■ **REQUEST**
Count the lines of the material below that contain the string "WHERE". Give only the number.

-----

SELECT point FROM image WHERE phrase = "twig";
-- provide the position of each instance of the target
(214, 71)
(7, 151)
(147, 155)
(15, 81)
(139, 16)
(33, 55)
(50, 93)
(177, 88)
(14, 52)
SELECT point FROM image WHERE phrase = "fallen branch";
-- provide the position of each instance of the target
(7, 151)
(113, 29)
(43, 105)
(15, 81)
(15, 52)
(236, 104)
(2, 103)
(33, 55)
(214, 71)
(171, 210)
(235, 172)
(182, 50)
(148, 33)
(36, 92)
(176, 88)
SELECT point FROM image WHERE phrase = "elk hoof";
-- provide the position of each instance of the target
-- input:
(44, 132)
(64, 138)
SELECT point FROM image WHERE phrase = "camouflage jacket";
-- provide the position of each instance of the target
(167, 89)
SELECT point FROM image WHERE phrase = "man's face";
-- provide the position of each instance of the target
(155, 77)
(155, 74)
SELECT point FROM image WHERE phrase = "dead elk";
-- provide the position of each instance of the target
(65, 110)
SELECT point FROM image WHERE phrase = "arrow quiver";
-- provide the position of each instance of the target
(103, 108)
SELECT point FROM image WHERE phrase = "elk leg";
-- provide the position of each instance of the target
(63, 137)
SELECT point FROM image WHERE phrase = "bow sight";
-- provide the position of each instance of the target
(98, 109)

-----

■ **WORKED ANSWER**
9